## BEGIN PROVIDED DATA

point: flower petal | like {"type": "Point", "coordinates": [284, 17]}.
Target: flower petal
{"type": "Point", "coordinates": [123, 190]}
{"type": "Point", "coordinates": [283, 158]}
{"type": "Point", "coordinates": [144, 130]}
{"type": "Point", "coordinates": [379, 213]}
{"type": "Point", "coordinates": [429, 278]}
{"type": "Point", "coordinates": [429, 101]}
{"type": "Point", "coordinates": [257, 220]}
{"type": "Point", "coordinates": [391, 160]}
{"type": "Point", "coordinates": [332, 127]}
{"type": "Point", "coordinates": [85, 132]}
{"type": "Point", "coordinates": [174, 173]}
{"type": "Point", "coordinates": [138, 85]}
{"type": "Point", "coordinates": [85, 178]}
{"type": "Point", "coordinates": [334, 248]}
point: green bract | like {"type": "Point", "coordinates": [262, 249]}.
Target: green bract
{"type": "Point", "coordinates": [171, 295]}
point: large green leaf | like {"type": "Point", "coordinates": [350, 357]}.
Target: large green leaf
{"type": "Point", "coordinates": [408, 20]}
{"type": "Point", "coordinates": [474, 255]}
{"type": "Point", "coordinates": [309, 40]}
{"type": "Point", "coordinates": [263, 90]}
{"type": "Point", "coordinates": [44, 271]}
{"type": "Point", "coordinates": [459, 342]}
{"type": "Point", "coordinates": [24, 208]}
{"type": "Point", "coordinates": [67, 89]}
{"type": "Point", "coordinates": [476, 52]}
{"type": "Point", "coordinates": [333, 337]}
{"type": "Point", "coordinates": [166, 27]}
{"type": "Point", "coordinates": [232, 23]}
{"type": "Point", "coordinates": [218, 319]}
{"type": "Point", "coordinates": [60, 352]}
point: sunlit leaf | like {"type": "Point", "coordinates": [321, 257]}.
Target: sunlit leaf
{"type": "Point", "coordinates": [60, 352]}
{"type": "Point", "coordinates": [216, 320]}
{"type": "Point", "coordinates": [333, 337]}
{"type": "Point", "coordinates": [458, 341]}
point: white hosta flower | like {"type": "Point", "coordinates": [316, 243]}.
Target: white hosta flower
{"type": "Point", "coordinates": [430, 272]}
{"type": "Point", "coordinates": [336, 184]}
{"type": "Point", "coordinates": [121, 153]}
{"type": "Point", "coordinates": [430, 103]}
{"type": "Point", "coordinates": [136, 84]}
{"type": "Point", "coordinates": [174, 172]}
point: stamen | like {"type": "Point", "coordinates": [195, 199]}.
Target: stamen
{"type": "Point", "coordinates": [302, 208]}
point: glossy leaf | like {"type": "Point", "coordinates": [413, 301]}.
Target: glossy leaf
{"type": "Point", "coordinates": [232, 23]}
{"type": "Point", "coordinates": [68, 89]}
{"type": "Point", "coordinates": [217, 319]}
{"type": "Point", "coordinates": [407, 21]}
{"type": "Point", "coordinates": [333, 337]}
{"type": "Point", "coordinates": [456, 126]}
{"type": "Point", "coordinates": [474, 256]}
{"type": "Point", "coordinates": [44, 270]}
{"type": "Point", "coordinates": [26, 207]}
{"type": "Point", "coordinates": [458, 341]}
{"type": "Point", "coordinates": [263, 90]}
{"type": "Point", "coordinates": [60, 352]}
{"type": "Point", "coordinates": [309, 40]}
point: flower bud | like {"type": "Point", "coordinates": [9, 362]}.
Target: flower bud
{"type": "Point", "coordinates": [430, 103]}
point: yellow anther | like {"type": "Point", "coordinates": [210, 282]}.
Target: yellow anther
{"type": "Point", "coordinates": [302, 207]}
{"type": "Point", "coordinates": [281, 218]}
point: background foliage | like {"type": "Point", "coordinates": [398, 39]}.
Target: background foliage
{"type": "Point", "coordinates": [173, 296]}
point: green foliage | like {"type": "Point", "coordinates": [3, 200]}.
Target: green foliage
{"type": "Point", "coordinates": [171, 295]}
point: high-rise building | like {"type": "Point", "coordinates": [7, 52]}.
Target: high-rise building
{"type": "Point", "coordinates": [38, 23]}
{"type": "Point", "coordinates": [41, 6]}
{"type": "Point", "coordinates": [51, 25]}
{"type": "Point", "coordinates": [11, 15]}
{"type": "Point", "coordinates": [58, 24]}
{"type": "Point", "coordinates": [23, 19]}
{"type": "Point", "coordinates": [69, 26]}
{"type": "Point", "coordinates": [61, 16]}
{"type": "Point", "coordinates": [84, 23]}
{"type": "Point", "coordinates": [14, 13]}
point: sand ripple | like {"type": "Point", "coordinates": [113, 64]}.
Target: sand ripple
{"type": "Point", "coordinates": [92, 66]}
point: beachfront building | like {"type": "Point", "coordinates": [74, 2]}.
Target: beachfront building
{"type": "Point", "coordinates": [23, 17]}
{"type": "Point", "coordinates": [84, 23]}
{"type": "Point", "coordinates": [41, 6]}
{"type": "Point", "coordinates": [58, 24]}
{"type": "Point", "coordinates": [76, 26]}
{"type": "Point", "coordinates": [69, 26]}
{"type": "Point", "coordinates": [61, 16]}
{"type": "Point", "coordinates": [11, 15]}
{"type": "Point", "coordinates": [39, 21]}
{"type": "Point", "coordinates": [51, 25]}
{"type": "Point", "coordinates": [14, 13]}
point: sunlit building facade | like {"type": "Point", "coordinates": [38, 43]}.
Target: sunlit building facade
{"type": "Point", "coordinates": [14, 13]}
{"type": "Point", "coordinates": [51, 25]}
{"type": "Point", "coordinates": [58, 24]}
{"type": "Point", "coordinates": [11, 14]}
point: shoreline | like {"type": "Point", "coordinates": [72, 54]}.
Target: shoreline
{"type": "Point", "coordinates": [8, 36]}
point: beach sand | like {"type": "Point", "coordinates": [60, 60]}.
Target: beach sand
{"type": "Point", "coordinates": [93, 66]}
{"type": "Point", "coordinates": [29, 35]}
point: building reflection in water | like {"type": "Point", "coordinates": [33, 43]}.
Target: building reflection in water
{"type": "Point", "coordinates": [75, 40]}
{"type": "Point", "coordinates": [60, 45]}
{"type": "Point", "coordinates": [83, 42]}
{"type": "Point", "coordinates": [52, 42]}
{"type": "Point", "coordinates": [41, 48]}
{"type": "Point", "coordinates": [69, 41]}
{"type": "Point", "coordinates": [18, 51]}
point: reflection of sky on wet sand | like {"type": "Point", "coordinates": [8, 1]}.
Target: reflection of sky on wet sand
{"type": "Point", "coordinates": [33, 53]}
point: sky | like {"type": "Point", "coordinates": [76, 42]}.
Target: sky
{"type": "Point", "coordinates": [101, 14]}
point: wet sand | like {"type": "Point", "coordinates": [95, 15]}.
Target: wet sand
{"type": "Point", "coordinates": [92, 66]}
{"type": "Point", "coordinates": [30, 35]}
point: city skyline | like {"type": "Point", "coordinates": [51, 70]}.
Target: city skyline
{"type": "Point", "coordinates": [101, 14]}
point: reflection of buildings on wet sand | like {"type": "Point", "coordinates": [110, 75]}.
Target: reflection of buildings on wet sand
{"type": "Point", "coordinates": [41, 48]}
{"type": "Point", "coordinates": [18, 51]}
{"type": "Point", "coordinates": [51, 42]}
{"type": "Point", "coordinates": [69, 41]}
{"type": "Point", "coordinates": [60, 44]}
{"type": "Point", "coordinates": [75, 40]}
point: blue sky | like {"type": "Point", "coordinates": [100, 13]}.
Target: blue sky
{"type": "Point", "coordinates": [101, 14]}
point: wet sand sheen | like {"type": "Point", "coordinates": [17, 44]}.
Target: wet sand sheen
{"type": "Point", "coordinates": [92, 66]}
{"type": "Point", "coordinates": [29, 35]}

## END PROVIDED DATA

DIRECTIVE = Format every line of the items above as a JSON array of strings, one string per line, omitting any blank lines.

EXERCISE RESULT =
[
  "point: flower petal | like {\"type\": \"Point\", \"coordinates\": [284, 17]}.",
  "Target: flower petal",
  "{\"type\": \"Point\", \"coordinates\": [123, 190]}",
  "{\"type\": \"Point\", \"coordinates\": [283, 158]}",
  "{\"type\": \"Point\", \"coordinates\": [144, 130]}",
  "{\"type\": \"Point\", \"coordinates\": [379, 213]}",
  "{\"type\": \"Point\", \"coordinates\": [429, 278]}",
  "{\"type\": \"Point\", \"coordinates\": [429, 101]}",
  "{\"type\": \"Point\", \"coordinates\": [257, 220]}",
  "{\"type\": \"Point\", \"coordinates\": [391, 160]}",
  "{\"type\": \"Point\", \"coordinates\": [332, 127]}",
  "{\"type\": \"Point\", \"coordinates\": [85, 132]}",
  "{\"type\": \"Point\", \"coordinates\": [174, 173]}",
  "{\"type\": \"Point\", \"coordinates\": [138, 85]}",
  "{\"type\": \"Point\", \"coordinates\": [85, 178]}",
  "{\"type\": \"Point\", \"coordinates\": [334, 248]}",
  "point: green bract | like {\"type\": \"Point\", \"coordinates\": [262, 249]}.",
  "Target: green bract",
  "{\"type\": \"Point\", \"coordinates\": [171, 295]}",
  "point: large green leaf | like {\"type\": \"Point\", \"coordinates\": [350, 357]}.",
  "Target: large green leaf",
  "{\"type\": \"Point\", \"coordinates\": [408, 20]}",
  "{\"type\": \"Point\", \"coordinates\": [474, 255]}",
  "{\"type\": \"Point\", \"coordinates\": [309, 40]}",
  "{\"type\": \"Point\", \"coordinates\": [263, 90]}",
  "{\"type\": \"Point\", \"coordinates\": [44, 271]}",
  "{\"type\": \"Point\", \"coordinates\": [459, 342]}",
  "{\"type\": \"Point\", \"coordinates\": [24, 208]}",
  "{\"type\": \"Point\", \"coordinates\": [67, 89]}",
  "{\"type\": \"Point\", \"coordinates\": [476, 52]}",
  "{\"type\": \"Point\", \"coordinates\": [333, 337]}",
  "{\"type\": \"Point\", \"coordinates\": [166, 27]}",
  "{\"type\": \"Point\", \"coordinates\": [232, 23]}",
  "{\"type\": \"Point\", \"coordinates\": [218, 319]}",
  "{\"type\": \"Point\", \"coordinates\": [60, 352]}",
  "point: sunlit leaf | like {\"type\": \"Point\", \"coordinates\": [321, 257]}.",
  "Target: sunlit leaf",
  "{\"type\": \"Point\", \"coordinates\": [60, 352]}",
  "{\"type\": \"Point\", \"coordinates\": [216, 320]}",
  "{\"type\": \"Point\", \"coordinates\": [333, 337]}",
  "{\"type\": \"Point\", \"coordinates\": [458, 341]}",
  "point: white hosta flower | like {\"type\": \"Point\", \"coordinates\": [316, 243]}.",
  "Target: white hosta flower",
  "{\"type\": \"Point\", \"coordinates\": [430, 272]}",
  "{\"type\": \"Point\", \"coordinates\": [336, 184]}",
  "{\"type\": \"Point\", \"coordinates\": [121, 153]}",
  "{\"type\": \"Point\", \"coordinates\": [430, 103]}",
  "{\"type\": \"Point\", \"coordinates\": [136, 84]}",
  "{\"type\": \"Point\", \"coordinates\": [174, 172]}",
  "point: stamen | like {\"type\": \"Point\", \"coordinates\": [195, 199]}.",
  "Target: stamen",
  "{\"type\": \"Point\", \"coordinates\": [302, 208]}",
  "point: glossy leaf | like {\"type\": \"Point\", \"coordinates\": [413, 301]}.",
  "Target: glossy leaf",
  "{\"type\": \"Point\", \"coordinates\": [232, 23]}",
  "{\"type\": \"Point\", \"coordinates\": [68, 89]}",
  "{\"type\": \"Point\", \"coordinates\": [217, 319]}",
  "{\"type\": \"Point\", \"coordinates\": [407, 21]}",
  "{\"type\": \"Point\", \"coordinates\": [333, 337]}",
  "{\"type\": \"Point\", \"coordinates\": [456, 126]}",
  "{\"type\": \"Point\", \"coordinates\": [474, 256]}",
  "{\"type\": \"Point\", \"coordinates\": [44, 270]}",
  "{\"type\": \"Point\", \"coordinates\": [26, 207]}",
  "{\"type\": \"Point\", \"coordinates\": [458, 341]}",
  "{\"type\": \"Point\", \"coordinates\": [263, 90]}",
  "{\"type\": \"Point\", \"coordinates\": [60, 352]}",
  "{\"type\": \"Point\", \"coordinates\": [309, 40]}",
  "point: flower bud | like {\"type\": \"Point\", \"coordinates\": [9, 362]}.",
  "Target: flower bud",
  "{\"type\": \"Point\", \"coordinates\": [430, 103]}",
  "point: yellow anther | like {\"type\": \"Point\", \"coordinates\": [210, 282]}.",
  "Target: yellow anther",
  "{\"type\": \"Point\", \"coordinates\": [302, 207]}",
  "{\"type\": \"Point\", \"coordinates\": [281, 218]}",
  "point: background foliage | like {\"type\": \"Point\", \"coordinates\": [398, 39]}.",
  "Target: background foliage",
  "{\"type\": \"Point\", \"coordinates\": [173, 296]}",
  "point: green foliage | like {\"type\": \"Point\", \"coordinates\": [3, 200]}.",
  "Target: green foliage",
  "{\"type\": \"Point\", \"coordinates\": [171, 295]}",
  "point: high-rise building | like {\"type\": \"Point\", \"coordinates\": [7, 52]}.",
  "Target: high-rise building",
  "{\"type\": \"Point\", \"coordinates\": [38, 23]}",
  "{\"type\": \"Point\", \"coordinates\": [41, 6]}",
  "{\"type\": \"Point\", \"coordinates\": [51, 25]}",
  "{\"type\": \"Point\", \"coordinates\": [11, 15]}",
  "{\"type\": \"Point\", \"coordinates\": [58, 24]}",
  "{\"type\": \"Point\", \"coordinates\": [23, 19]}",
  "{\"type\": \"Point\", \"coordinates\": [69, 26]}",
  "{\"type\": \"Point\", \"coordinates\": [61, 16]}",
  "{\"type\": \"Point\", \"coordinates\": [84, 23]}",
  "{\"type\": \"Point\", \"coordinates\": [14, 13]}",
  "point: sand ripple | like {\"type\": \"Point\", \"coordinates\": [113, 64]}.",
  "Target: sand ripple",
  "{\"type\": \"Point\", \"coordinates\": [92, 66]}",
  "point: beachfront building | like {\"type\": \"Point\", \"coordinates\": [74, 2]}.",
  "Target: beachfront building",
  "{\"type\": \"Point\", \"coordinates\": [23, 17]}",
  "{\"type\": \"Point\", \"coordinates\": [84, 23]}",
  "{\"type\": \"Point\", \"coordinates\": [41, 6]}",
  "{\"type\": \"Point\", \"coordinates\": [58, 24]}",
  "{\"type\": \"Point\", \"coordinates\": [76, 26]}",
  "{\"type\": \"Point\", \"coordinates\": [69, 26]}",
  "{\"type\": \"Point\", \"coordinates\": [61, 16]}",
  "{\"type\": \"Point\", \"coordinates\": [11, 15]}",
  "{\"type\": \"Point\", \"coordinates\": [39, 21]}",
  "{\"type\": \"Point\", \"coordinates\": [51, 25]}",
  "{\"type\": \"Point\", \"coordinates\": [14, 13]}",
  "point: sunlit building facade | like {\"type\": \"Point\", \"coordinates\": [38, 43]}.",
  "Target: sunlit building facade",
  "{\"type\": \"Point\", \"coordinates\": [14, 13]}",
  "{\"type\": \"Point\", \"coordinates\": [51, 25]}",
  "{\"type\": \"Point\", \"coordinates\": [58, 24]}",
  "{\"type\": \"Point\", \"coordinates\": [11, 14]}",
  "point: shoreline | like {\"type\": \"Point\", \"coordinates\": [72, 54]}.",
  "Target: shoreline",
  "{\"type\": \"Point\", \"coordinates\": [8, 36]}",
  "point: beach sand | like {\"type\": \"Point\", \"coordinates\": [60, 60]}.",
  "Target: beach sand",
  "{\"type\": \"Point\", \"coordinates\": [93, 66]}",
  "{\"type\": \"Point\", \"coordinates\": [29, 35]}",
  "point: building reflection in water | like {\"type\": \"Point\", \"coordinates\": [33, 43]}.",
  "Target: building reflection in water",
  "{\"type\": \"Point\", \"coordinates\": [75, 40]}",
  "{\"type\": \"Point\", \"coordinates\": [60, 45]}",
  "{\"type\": \"Point\", \"coordinates\": [83, 42]}",
  "{\"type\": \"Point\", \"coordinates\": [52, 42]}",
  "{\"type\": \"Point\", \"coordinates\": [41, 48]}",
  "{\"type\": \"Point\", \"coordinates\": [69, 41]}",
  "{\"type\": \"Point\", \"coordinates\": [18, 51]}",
  "point: reflection of sky on wet sand | like {\"type\": \"Point\", \"coordinates\": [8, 1]}.",
  "Target: reflection of sky on wet sand",
  "{\"type\": \"Point\", \"coordinates\": [33, 53]}",
  "point: sky | like {\"type\": \"Point\", \"coordinates\": [76, 42]}.",
  "Target: sky",
  "{\"type\": \"Point\", \"coordinates\": [101, 14]}",
  "point: wet sand | like {\"type\": \"Point\", \"coordinates\": [95, 15]}.",
  "Target: wet sand",
  "{\"type\": \"Point\", \"coordinates\": [92, 66]}",
  "{\"type\": \"Point\", \"coordinates\": [30, 35]}",
  "point: city skyline | like {\"type\": \"Point\", \"coordinates\": [51, 70]}.",
  "Target: city skyline",
  "{\"type\": \"Point\", \"coordinates\": [101, 14]}",
  "point: reflection of buildings on wet sand | like {\"type\": \"Point\", \"coordinates\": [110, 75]}.",
  "Target: reflection of buildings on wet sand",
  "{\"type\": \"Point\", \"coordinates\": [41, 48]}",
  "{\"type\": \"Point\", \"coordinates\": [18, 51]}",
  "{\"type\": \"Point\", \"coordinates\": [51, 42]}",
  "{\"type\": \"Point\", \"coordinates\": [69, 41]}",
  "{\"type\": \"Point\", \"coordinates\": [60, 44]}",
  "{\"type\": \"Point\", \"coordinates\": [75, 40]}",
  "point: blue sky | like {\"type\": \"Point\", \"coordinates\": [100, 13]}.",
  "Target: blue sky",
  "{\"type\": \"Point\", \"coordinates\": [101, 14]}",
  "point: wet sand sheen | like {\"type\": \"Point\", \"coordinates\": [17, 44]}.",
  "Target: wet sand sheen",
  "{\"type\": \"Point\", \"coordinates\": [92, 66]}",
  "{\"type\": \"Point\", \"coordinates\": [29, 35]}"
]